**Instructions to follow:** Report every line of the listing below that contains the string "left", copying each such line in full. Uppercase and lowercase count as different.

**Provided data:**
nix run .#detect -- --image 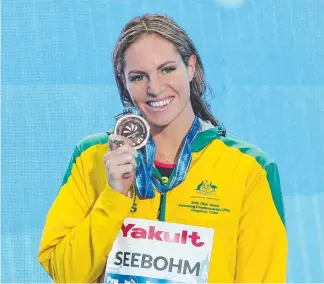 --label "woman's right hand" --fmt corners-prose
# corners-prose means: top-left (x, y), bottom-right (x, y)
top-left (104, 134), bottom-right (138, 197)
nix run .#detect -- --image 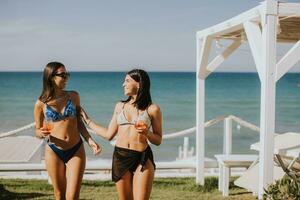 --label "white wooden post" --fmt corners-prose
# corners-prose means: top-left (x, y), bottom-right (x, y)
top-left (219, 117), bottom-right (232, 196)
top-left (196, 37), bottom-right (211, 185)
top-left (258, 0), bottom-right (277, 199)
top-left (183, 137), bottom-right (189, 159)
top-left (196, 71), bottom-right (205, 185)
top-left (223, 117), bottom-right (232, 155)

**Result of this task:**
# corners-prose means: top-left (x, y), bottom-right (x, y)
top-left (104, 134), bottom-right (138, 197)
# corners-prose means: top-left (x, y), bottom-right (x, y)
top-left (219, 117), bottom-right (232, 196)
top-left (196, 37), bottom-right (211, 185)
top-left (258, 0), bottom-right (277, 199)
top-left (183, 137), bottom-right (189, 159)
top-left (196, 71), bottom-right (205, 185)
top-left (223, 117), bottom-right (232, 155)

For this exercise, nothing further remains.